WORK INSTRUCTIONS:
Put every line of the material below into a Markdown table with the columns No and Line, numbering the rows in order and omitting blank lines.

══════════════════════════════

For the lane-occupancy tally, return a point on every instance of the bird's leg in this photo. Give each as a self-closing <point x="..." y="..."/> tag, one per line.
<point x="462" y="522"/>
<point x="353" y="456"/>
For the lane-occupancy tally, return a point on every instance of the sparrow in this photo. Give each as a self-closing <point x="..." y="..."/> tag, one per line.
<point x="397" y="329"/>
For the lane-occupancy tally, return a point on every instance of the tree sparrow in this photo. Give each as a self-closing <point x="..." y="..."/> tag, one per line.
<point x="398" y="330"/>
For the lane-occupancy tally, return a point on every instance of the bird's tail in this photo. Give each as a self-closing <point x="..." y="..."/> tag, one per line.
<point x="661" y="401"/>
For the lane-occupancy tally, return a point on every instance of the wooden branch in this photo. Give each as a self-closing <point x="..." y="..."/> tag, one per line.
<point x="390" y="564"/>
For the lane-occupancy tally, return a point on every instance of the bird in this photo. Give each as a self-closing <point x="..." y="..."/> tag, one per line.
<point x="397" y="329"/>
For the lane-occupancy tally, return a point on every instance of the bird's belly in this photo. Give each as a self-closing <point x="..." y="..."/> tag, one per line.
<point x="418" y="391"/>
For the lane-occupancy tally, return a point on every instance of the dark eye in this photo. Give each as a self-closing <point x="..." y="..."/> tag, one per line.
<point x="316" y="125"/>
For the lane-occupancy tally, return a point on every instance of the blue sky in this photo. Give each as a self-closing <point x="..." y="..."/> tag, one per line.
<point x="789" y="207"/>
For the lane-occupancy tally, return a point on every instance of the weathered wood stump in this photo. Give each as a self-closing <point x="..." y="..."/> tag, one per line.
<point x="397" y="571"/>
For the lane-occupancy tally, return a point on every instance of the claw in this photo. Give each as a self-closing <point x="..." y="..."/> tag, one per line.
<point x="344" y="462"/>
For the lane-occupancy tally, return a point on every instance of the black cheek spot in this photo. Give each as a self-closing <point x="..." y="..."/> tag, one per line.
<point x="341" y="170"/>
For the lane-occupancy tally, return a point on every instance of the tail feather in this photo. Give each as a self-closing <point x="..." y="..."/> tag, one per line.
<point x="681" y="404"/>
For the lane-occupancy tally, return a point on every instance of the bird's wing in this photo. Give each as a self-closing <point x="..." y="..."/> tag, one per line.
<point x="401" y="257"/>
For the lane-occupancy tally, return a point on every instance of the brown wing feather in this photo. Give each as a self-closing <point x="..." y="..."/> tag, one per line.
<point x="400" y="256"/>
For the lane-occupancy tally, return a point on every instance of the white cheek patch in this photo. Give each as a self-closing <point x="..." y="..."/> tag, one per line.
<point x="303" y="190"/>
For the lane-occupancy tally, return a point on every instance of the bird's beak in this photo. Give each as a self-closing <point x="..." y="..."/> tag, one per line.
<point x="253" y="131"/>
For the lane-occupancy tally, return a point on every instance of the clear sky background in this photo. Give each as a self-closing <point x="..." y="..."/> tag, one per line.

══════════════════════════════

TASK ANSWER:
| No | Line |
|---|---|
| 1 | For the lane-occupancy tally, return a point on every instance of the bird's leg in this photo. Give each as a self-closing <point x="..." y="..."/> tag, one per line. |
| 2 | <point x="462" y="522"/> |
| 3 | <point x="353" y="456"/> |
| 4 | For the lane-occupancy tally, return a point on every instance of the sparrow in this photo. Give each as a self-closing <point x="..." y="..."/> tag, one per line. |
| 5 | <point x="397" y="329"/> |
| 6 | For the lane-occupancy tally, return a point on every instance of the tree sparrow in this photo. Give each as a self-closing <point x="..." y="..."/> tag, one per line. |
| 7 | <point x="398" y="330"/> |
| 8 | For the lane-occupancy tally, return a point on every instance of the bird's tail in this photo. Give each as a self-closing <point x="..." y="..."/> tag, one per line. |
| 9 | <point x="661" y="401"/> |
| 10 | For the lane-occupancy tally, return a point on every instance of the wooden branch in this photo. Give each as a self-closing <point x="..." y="..."/> tag, one per line. |
| 11 | <point x="390" y="564"/> |
| 12 | For the lane-occupancy tally, return a point on every instance of the bird in this photo. Give each as a self-closing <point x="..." y="..."/> tag, one per line. |
| 13 | <point x="397" y="329"/> |
| 14 | For the lane-occupancy tally, return a point on every instance of the bird's belly in this photo. Give each as a self-closing <point x="..." y="..."/> tag, one per line. |
| 15 | <point x="418" y="391"/> |
| 16 | For the lane-occupancy tally, return a point on every instance of the dark eye in this photo. Give each as a self-closing <point x="..." y="..."/> tag, one per line. |
| 17 | <point x="316" y="125"/> |
| 18 | For the lane-occupancy tally, return a point on every instance of the blue sky in this photo. Give each as a self-closing <point x="..." y="..."/> tag, one per line. |
| 19 | <point x="789" y="207"/> |
| 20 | For the lane-occupancy tally, return a point on every instance of the weathered wood stump in this photo. Give each as a self-closing <point x="..." y="..."/> tag, one per line. |
| 21 | <point x="397" y="571"/> |
| 22 | For the lane-occupancy tally, return a point on every instance of the claw in this photo. Give each as a self-closing <point x="..." y="..."/> tag, one per line. |
| 23 | <point x="344" y="462"/> |
| 24 | For the lane-occupancy tally, return a point on every instance of the black cheek spot in this photo. Give each as a self-closing <point x="..." y="..."/> tag, one per line. |
| 25 | <point x="341" y="170"/> |
| 26 | For the lane-occupancy tally, return a point on every instance of the tail feather in this photo. Give each as a self-closing <point x="..." y="..."/> tag, one per line. |
| 27 | <point x="681" y="404"/> |
| 28 | For the lane-occupancy tally, return a point on every instance of the bird's wing in this photo. Give each as a self-closing <point x="..." y="..."/> tag, one per line. |
| 29 | <point x="401" y="257"/> |
| 30 | For the lane-occupancy tally, return a point on every instance of the brown wing feather in this photo. Give each as a self-closing <point x="..." y="..."/> tag, one per line. |
| 31 | <point x="400" y="256"/> |
| 32 | For the lane-occupancy tally, return a point on every instance of the white cheek patch in this photo. Give each as a self-closing <point x="..." y="..."/> tag, one per line. |
| 33 | <point x="303" y="190"/> |
| 34 | For the lane-occupancy tally, return a point on every instance of the bird's beak in this photo. Give each as a self-closing <point x="..." y="..."/> tag, one per line. |
| 35 | <point x="253" y="131"/> |
| 36 | For the lane-occupancy tally, return a point on every instance of the clear sky background in this photo. Give each as a self-closing <point x="..." y="..."/> tag, one per line. |